■ INSTRUCTIONS FOR THE TASK
Repeat the data below word for word, keeping every line unchanged.

■ SOURCE RECORDS
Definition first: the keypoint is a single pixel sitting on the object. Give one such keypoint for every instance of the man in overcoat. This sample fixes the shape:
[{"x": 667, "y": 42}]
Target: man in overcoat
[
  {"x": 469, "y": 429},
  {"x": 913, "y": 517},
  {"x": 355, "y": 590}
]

■ COMPLETED TASK
Definition first: the keypoint is a single pixel sitting on the object. Give one such keypoint for every instance of the man in overcoat. This sample fixes the shape:
[{"x": 667, "y": 42}]
Target: man in overcoat
[
  {"x": 469, "y": 429},
  {"x": 913, "y": 517},
  {"x": 355, "y": 590}
]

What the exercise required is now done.